* AUFGABE
Prüfen Sie anhand des Textes zur Querkraftbemessung von Spannbetonbrücken, ob die folgenden drei Aussagen zutreffen. Antworten Sie jeweils mit Ja oder Nein und zitieren Sie die entscheidenden Worte des Textes wörtlich.
1. Zwischen 1950 und 1975 beruhte die Querkraftbemessung auf einem Hauptzugspannungsnachweis im ungerissenen Zustand.
2. Die Querkraftbewehrung war damals durch Vorschriften genau festgelegt.
3. Das rechnerische Defizit ist in Feldmitte von Mehrfeldbrücken am stärksten ausgeprägt.

* AUSGEWÄHLTER TEXT
....................

Die Querkraftbemessung von Spannbetonbrücken erfolgte zwischen 1950 und 1975 auf
Basis eines Hauptzugspannungsnachweises im ungerissenen Zustand. Bei Einhaltung der
zulässigen Zugspannung konnte die geforderte Querkraftbewehrung im Ermessen des
planenden Ingenieurs frei gewählt werden. Dies führte vor allem im scharfen Wettbewerb zu
sehr geringen Schubbewehrungsgraden. Bei einer Beurteilung der Querkrafttragfähigkeit
dieser Tragwerke nach der österreichischen Nachrechnungsrichtlinie (Eurocode 2 und fib
Model Code 2010) ergibt sich daher in den meisten Fällen ein deutliches rechnerisches
Defizit. Dieses ist im Bereich der Innenstützen von Mehrfeldbrücken besonders ausgeprägt,
da dort eine große Biegebeanspruchung auf die maßgebende Querkraft trifft und dies nach
dem aktuellen Wissensstand einen negativen Einfluss auf die Schubtragfähigkeit ausübt.

....................

* DATENTEIL
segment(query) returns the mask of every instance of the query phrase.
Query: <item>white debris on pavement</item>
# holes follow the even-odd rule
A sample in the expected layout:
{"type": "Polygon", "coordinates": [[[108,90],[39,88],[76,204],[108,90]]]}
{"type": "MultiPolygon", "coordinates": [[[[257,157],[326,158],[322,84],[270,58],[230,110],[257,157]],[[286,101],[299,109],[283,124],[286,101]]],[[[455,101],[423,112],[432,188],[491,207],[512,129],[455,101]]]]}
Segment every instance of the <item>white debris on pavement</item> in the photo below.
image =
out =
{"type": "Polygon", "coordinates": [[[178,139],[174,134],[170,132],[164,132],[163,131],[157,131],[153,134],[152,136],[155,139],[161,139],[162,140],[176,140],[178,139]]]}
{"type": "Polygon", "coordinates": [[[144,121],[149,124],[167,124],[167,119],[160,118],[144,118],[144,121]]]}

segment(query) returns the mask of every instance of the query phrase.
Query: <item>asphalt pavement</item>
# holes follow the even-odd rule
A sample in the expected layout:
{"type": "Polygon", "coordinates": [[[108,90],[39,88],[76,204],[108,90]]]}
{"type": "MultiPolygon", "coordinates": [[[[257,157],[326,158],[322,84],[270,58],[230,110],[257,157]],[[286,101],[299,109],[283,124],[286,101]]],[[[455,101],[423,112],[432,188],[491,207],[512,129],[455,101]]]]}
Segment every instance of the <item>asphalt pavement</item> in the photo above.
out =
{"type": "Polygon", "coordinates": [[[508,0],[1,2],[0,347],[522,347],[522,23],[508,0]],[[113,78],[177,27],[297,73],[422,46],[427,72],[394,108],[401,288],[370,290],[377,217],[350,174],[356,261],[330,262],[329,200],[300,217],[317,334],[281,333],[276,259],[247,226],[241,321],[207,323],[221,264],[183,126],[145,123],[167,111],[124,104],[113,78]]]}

....................

* ERGEBNIS
1. Ja: „erfolgte zwischen 1950 und 1975 auf Basis eines Hauptzugspannungsnachweises im ungerissenen Zustand“
2. Nein: „konnte die geforderte Querkraftbewehrung im Ermessen des planenden Ingenieurs frei gewählt werden“
3. Nein: „Dieses ist im Bereich der Innenstützen von Mehrfeldbrücken besonders ausgeprägt“